An hour and 37 minutes after the meeting began, though, it was time for public comments. Kish took a deep breath before reading a statement. “We know that everyone has their opinions, and we are asking you to please respect each other,” she said. The board was composed of seven people who made decisions as a board but who also had First Amendment rights as individuals, she added. Fifteen people had submitted requests to make comments, and Kish anticipated that at least some of them would be directed at Facchinello and the investigation into the slate of electors.
Ryder spoke first. “Now, unfortunately, I have to talk about some disturbing news that has come to light about one of our board members,” she said. A friend had sent her an article about the electors. “In this article was a copy of the signature page, which I have provided to each of you. I will refer you to the last signature in the first column. You will also find a picture of this board member’s Facebook bio, where they proudly—”
“Point of order,” Facchinello said into a microphone.
Kish paused Ryder’s time and reminded her that she could not use the public-comment period to address board members about what they’d done as individuals—it needed to be about board business. After the warning, she restarted the clock. Fifteen seconds of silence passed as Ryder collected her thoughts.
“There doesn’t seem to be a place to address this, and I think that it’s important for the parents and the public and the community to have some sort of answers,” she said. “This isn’t a light allegation … We’re talking about a criminal investigation.” Then Facchinello called for another point of order, Kish issued another reprimand, and Ryder demanded Facchinello’s resignation before the rest of her time was nullified. (Neither the board president nor the board attorney responded to requests for comment for this article.)

#####

▶ **TASK DESCRIPTION**:
Can you continue the board meeting account from its last sentence?

#####

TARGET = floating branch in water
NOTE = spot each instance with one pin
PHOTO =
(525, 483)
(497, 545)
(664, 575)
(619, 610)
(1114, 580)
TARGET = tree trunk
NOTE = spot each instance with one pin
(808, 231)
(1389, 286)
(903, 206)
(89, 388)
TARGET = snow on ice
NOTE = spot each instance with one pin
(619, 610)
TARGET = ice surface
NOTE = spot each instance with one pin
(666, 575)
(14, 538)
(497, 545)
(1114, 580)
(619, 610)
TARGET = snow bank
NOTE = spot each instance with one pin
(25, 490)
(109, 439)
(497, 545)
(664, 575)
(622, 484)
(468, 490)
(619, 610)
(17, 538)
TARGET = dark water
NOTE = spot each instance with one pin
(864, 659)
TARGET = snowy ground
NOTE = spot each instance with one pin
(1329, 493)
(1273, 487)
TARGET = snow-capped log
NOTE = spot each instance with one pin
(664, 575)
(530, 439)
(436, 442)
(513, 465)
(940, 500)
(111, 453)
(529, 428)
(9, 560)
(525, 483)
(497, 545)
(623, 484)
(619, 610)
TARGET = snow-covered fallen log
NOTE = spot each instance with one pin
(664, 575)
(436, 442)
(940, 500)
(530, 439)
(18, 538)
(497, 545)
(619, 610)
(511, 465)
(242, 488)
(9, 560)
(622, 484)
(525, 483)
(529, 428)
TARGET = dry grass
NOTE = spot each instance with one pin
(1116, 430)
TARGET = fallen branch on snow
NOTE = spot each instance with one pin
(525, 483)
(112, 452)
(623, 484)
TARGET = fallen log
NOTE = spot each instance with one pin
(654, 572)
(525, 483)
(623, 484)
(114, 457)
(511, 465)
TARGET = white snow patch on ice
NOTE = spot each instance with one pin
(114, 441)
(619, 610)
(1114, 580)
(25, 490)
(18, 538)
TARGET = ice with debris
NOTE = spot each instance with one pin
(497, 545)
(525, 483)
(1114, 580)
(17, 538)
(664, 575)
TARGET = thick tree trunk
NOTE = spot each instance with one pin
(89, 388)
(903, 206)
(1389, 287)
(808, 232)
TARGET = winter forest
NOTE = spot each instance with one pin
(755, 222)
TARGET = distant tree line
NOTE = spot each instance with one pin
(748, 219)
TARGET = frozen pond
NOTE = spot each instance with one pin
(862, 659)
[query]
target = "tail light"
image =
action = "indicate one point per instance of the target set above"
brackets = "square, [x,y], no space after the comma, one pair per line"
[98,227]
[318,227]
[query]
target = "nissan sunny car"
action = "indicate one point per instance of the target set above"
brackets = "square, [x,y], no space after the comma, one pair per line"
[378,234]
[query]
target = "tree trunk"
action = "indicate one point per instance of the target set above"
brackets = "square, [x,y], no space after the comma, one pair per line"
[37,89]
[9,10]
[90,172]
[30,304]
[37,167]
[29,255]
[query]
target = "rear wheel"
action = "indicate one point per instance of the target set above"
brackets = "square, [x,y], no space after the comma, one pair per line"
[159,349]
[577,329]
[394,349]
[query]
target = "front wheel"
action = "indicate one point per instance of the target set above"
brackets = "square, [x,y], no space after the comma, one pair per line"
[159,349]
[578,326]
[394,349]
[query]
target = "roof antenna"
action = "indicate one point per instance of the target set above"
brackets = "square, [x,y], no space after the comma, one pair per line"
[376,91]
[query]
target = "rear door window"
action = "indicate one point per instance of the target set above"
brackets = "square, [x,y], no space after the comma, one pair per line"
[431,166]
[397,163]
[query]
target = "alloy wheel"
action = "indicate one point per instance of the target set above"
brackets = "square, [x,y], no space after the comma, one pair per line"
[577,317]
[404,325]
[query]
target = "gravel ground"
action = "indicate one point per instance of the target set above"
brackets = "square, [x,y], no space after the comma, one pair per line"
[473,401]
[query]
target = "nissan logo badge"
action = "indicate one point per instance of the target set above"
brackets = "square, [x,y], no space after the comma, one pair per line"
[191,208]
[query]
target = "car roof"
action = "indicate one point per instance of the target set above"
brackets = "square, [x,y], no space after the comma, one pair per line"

#####

▶ **EXERCISE ANSWER**:
Two other audience members stood to give similar remarks, and both were told to address board business.
Sasha Keller, who had spoken about Fauci at the meeting in October and is a fierce masking critic, stood to speak. “I’m glad that we’re moving on past” masks, she said. “But keep in mind, I’m not going to forget. And I’m not going to go away—I’m not going to forget what’s been done to my child for political gain.”
The masks have already begun to go away, but what Keller articulated is something that political scientists who have studied schools have been worried about since the pandemic began.
The nature of school politics has always been emotional, Joseph Viteritti, a political scientist at the City University of New York’s Hunter College who studies education policy, told me. “Because it involves their kids … [parents] think they’re fighting for their lives.” But after the past two years, researchers worry that the temperature around this vital institution has been raised irreversibly. They worry that, even as districts sunset mask mandates and vaccines become standard, the battles at school-board meetings will rage on. And they worry that too few reasonable people will want to devote themselves to ever getting things back on course.